• _Exercise directions_
From start to finish, set down the entries below exactly, leaving out the pictures.

--- START ---

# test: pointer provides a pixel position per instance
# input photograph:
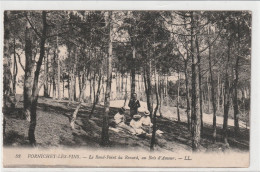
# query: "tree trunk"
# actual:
(214, 134)
(155, 111)
(208, 91)
(28, 75)
(90, 88)
(160, 94)
(126, 89)
(200, 90)
(46, 71)
(226, 98)
(149, 89)
(187, 94)
(15, 69)
(218, 95)
(36, 89)
(133, 73)
(235, 99)
(72, 82)
(166, 91)
(178, 97)
(195, 111)
(58, 80)
(94, 88)
(74, 115)
(104, 134)
(97, 95)
(53, 76)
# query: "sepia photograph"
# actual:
(126, 88)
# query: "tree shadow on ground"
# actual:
(55, 116)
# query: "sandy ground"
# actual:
(171, 113)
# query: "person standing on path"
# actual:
(133, 104)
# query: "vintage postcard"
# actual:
(126, 88)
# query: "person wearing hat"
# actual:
(133, 104)
(146, 122)
(136, 124)
(120, 120)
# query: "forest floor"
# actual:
(54, 130)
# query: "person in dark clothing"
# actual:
(134, 104)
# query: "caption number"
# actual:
(18, 156)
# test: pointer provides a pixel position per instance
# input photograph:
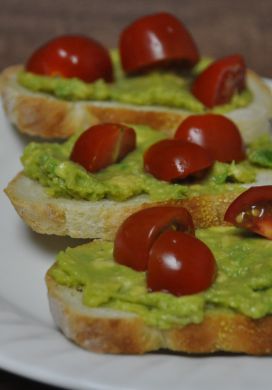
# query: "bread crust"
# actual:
(40, 114)
(99, 219)
(108, 331)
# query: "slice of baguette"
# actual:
(40, 114)
(98, 219)
(112, 331)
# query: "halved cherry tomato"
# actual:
(173, 160)
(139, 231)
(252, 210)
(220, 81)
(214, 132)
(180, 264)
(72, 56)
(155, 41)
(102, 145)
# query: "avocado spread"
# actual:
(163, 88)
(49, 164)
(243, 283)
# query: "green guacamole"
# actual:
(49, 164)
(243, 283)
(155, 88)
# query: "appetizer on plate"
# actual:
(161, 284)
(88, 185)
(156, 77)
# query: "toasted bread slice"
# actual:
(107, 330)
(98, 219)
(43, 115)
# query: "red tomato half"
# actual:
(252, 210)
(214, 132)
(173, 160)
(102, 145)
(139, 231)
(155, 41)
(72, 56)
(180, 264)
(220, 81)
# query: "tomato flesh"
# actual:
(215, 133)
(173, 160)
(252, 210)
(220, 81)
(180, 264)
(139, 231)
(156, 40)
(72, 56)
(102, 145)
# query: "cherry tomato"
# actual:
(139, 231)
(155, 41)
(173, 160)
(180, 264)
(214, 132)
(102, 145)
(220, 81)
(72, 56)
(252, 210)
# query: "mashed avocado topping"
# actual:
(243, 283)
(163, 88)
(49, 164)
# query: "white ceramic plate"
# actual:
(31, 346)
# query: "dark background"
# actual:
(219, 28)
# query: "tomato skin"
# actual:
(217, 84)
(180, 264)
(172, 160)
(72, 56)
(140, 230)
(216, 133)
(154, 41)
(252, 210)
(102, 145)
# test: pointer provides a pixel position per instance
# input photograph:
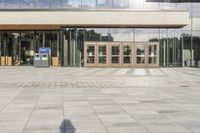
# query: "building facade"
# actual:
(101, 33)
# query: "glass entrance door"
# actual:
(102, 59)
(90, 54)
(126, 55)
(153, 54)
(115, 55)
(140, 55)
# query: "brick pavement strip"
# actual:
(93, 100)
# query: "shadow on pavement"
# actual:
(67, 127)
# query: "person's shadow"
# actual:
(67, 127)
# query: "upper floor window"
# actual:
(13, 4)
(2, 3)
(59, 3)
(43, 3)
(28, 3)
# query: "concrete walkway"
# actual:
(99, 100)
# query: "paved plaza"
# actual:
(99, 100)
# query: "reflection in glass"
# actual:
(104, 3)
(140, 55)
(90, 54)
(102, 54)
(115, 54)
(127, 54)
(43, 3)
(119, 34)
(121, 3)
(13, 4)
(74, 3)
(27, 3)
(2, 4)
(196, 10)
(59, 3)
(152, 54)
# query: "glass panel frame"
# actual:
(127, 54)
(90, 54)
(102, 54)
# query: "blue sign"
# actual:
(45, 50)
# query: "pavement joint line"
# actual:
(97, 114)
(11, 100)
(131, 115)
(30, 115)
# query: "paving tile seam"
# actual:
(11, 100)
(130, 114)
(174, 120)
(96, 114)
(30, 115)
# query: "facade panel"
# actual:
(64, 26)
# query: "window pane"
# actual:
(122, 34)
(121, 4)
(196, 10)
(2, 4)
(27, 3)
(43, 3)
(104, 3)
(74, 3)
(13, 4)
(59, 3)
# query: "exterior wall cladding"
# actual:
(178, 45)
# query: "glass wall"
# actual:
(18, 47)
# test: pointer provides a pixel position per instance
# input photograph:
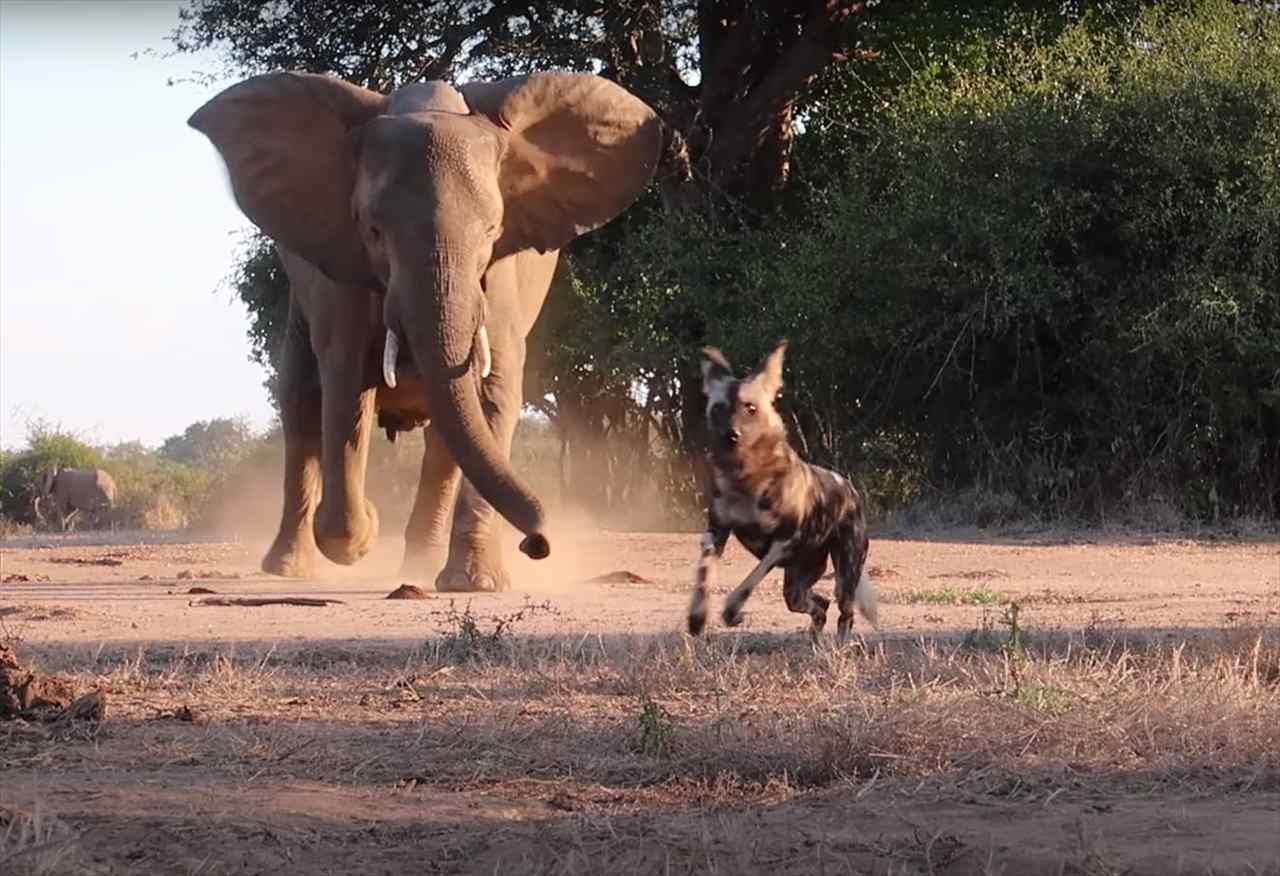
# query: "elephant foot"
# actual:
(289, 562)
(423, 562)
(475, 571)
(347, 543)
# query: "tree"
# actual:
(210, 445)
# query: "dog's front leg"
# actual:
(713, 546)
(737, 598)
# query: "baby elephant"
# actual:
(71, 491)
(785, 511)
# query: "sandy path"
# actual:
(62, 594)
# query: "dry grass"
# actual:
(737, 715)
(630, 746)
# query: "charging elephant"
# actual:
(71, 491)
(420, 232)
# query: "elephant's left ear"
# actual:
(580, 150)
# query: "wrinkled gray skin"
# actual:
(69, 491)
(429, 214)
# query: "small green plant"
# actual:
(954, 596)
(467, 640)
(657, 733)
(1045, 698)
(1014, 643)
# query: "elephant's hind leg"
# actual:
(293, 553)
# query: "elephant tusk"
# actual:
(389, 352)
(485, 354)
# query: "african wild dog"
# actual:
(785, 511)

--- END ---

• _Written solution_
# test: pointer provides a pixel position per instance
# input photograph:
# query: "tree trunk"
# actual:
(214, 134)
(155, 111)
(208, 91)
(28, 75)
(90, 88)
(160, 94)
(126, 89)
(200, 90)
(46, 71)
(226, 98)
(149, 89)
(187, 94)
(15, 69)
(218, 95)
(36, 89)
(133, 73)
(235, 99)
(72, 82)
(166, 91)
(178, 97)
(195, 111)
(58, 80)
(94, 88)
(74, 115)
(104, 134)
(97, 95)
(53, 76)
# query: "sepia photograph"
# actual:
(126, 88)
# query: "tree shadow on ground"
# actual:
(55, 116)
# query: "sandy ground"
# actual:
(171, 113)
# query: "person standing on path"
# actual:
(133, 104)
# query: "vintage postcard"
# actual:
(126, 88)
# query: "person wearing hat"
# actual:
(133, 104)
(146, 122)
(136, 124)
(120, 120)
# query: "forest floor"
# actual:
(54, 130)
# query: "person in dark clothing"
# actual:
(134, 104)
# query: "caption number"
# actual:
(18, 156)
# test: pointer provides a pixel position per instance
# input photograph:
# query: "bread crust"
# actual:
(40, 114)
(99, 219)
(108, 331)
# query: "slice of baguette"
# actual:
(40, 114)
(98, 219)
(112, 331)
# query: "halved cherry tomato"
# actual:
(173, 160)
(139, 231)
(252, 210)
(220, 81)
(214, 132)
(180, 264)
(72, 56)
(155, 41)
(102, 145)
# query: "avocado spread"
# actual:
(163, 88)
(49, 164)
(243, 283)
# query: "green guacamole"
# actual:
(49, 164)
(243, 283)
(155, 88)
# query: "appetizer on plate"
# actual:
(161, 284)
(88, 185)
(156, 77)
# query: "toasted bread slice"
# actual:
(107, 330)
(98, 219)
(43, 115)
# query: "red tomato half"
# actual:
(252, 210)
(214, 132)
(173, 160)
(102, 145)
(139, 231)
(155, 41)
(72, 56)
(180, 264)
(220, 81)
# query: "tomato flesh"
# actual:
(215, 133)
(173, 160)
(252, 210)
(220, 81)
(180, 264)
(139, 231)
(156, 40)
(72, 56)
(102, 145)
# query: "cherry tomato"
# actual:
(139, 231)
(155, 41)
(173, 160)
(180, 264)
(214, 132)
(102, 145)
(220, 81)
(72, 56)
(252, 210)
# query: "mashed avocado topping"
# actual:
(243, 283)
(163, 88)
(49, 164)
# query: "white ceramic plate"
# actual:
(31, 346)
# query: "dark background"
# actual:
(219, 28)
# query: "tomato skin"
# actual:
(217, 84)
(180, 264)
(172, 160)
(72, 56)
(140, 230)
(216, 133)
(154, 41)
(252, 210)
(102, 145)
# test: pointer provides a pixel position per instance
# input photograph:
# query: "building facade"
# actual:
(101, 33)
# query: "glass entrance door"
# actual:
(102, 59)
(90, 54)
(126, 55)
(153, 54)
(115, 55)
(140, 55)
# query: "brick pavement strip"
# actual:
(93, 100)
# query: "shadow on pavement"
# actual:
(67, 127)
# query: "person's shadow"
# actual:
(67, 127)
# query: "upper floor window"
# actual:
(13, 4)
(2, 3)
(59, 3)
(43, 3)
(28, 3)
# query: "concrete walkway"
# actual:
(99, 100)
# query: "paved plaza"
# actual:
(99, 100)
# query: "reflection in glass"
# actual:
(104, 3)
(140, 55)
(90, 54)
(102, 54)
(115, 54)
(127, 54)
(43, 3)
(119, 34)
(121, 3)
(13, 4)
(74, 3)
(27, 3)
(2, 4)
(196, 10)
(59, 3)
(152, 54)
# query: "glass panel frame"
# actual:
(127, 54)
(90, 54)
(102, 54)
# query: "blue sign"
# actual:
(45, 50)
# query: "pavement joint line"
# actual:
(97, 114)
(11, 100)
(131, 115)
(30, 115)
# query: "paving tile seam"
# actual:
(11, 100)
(130, 114)
(174, 120)
(96, 114)
(30, 115)
# query: "facade panel"
# actual:
(64, 26)
# query: "window pane"
# actual:
(122, 34)
(121, 4)
(196, 10)
(2, 4)
(27, 3)
(43, 3)
(104, 3)
(74, 3)
(13, 4)
(59, 3)
# query: "exterior wall cladding"
# actual:
(178, 45)
# query: "glass wall"
# actual:
(18, 47)
# test: pointer provides a pixel position per instance
# input photograph:
# query: "elephant foot"
# actual:
(289, 562)
(423, 562)
(475, 571)
(347, 543)
# query: "tree"
# actual:
(210, 445)
# query: "dog's front leg"
# actual:
(713, 546)
(737, 598)
# query: "baby elephant"
# actual:
(71, 491)
(785, 511)
# query: "sandy path"
# actual:
(62, 594)
# query: "dry grass"
# actual:
(737, 715)
(630, 746)
# query: "charging elephant"
# actual:
(71, 491)
(420, 232)
# query: "elephant's left ear"
# actual:
(580, 150)
# query: "wrinkled gray skin"
# actual:
(69, 491)
(429, 214)
# query: "small green plant"
# actual:
(954, 596)
(467, 640)
(657, 733)
(1045, 698)
(1014, 643)
# query: "elephant's hind leg"
# actual:
(293, 553)
# query: "elephant tusk"
# actual:
(389, 352)
(485, 354)
# query: "african wild dog"
# actual:
(785, 511)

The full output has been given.